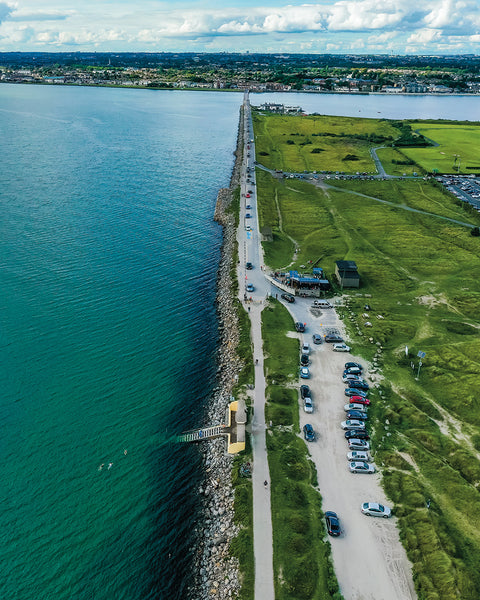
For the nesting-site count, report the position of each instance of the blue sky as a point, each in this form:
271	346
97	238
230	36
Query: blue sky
331	26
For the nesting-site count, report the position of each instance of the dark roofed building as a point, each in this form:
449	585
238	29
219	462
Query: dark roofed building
347	273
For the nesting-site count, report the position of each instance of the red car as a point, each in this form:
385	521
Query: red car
● ● ● ● ● ● ●
_Instruction_
Rewrite the records above, changing every "nesting-site count" to "bird census" and keeping everything else the same. Omit the pictures from your answer.

_Final answer_
For the bird census, report the position of each instance of the blue sky as a point, each in this form:
271	346
97	238
230	36
Query: blue sky
331	26
For the bird census, report the position of each instance of the dark roofed building as a point, each in this form:
449	585
238	29
219	462
Query: dark roofed building
347	273
For the bird census, report the position of each instance of the red car as a point, each in this form:
385	521
Query: red car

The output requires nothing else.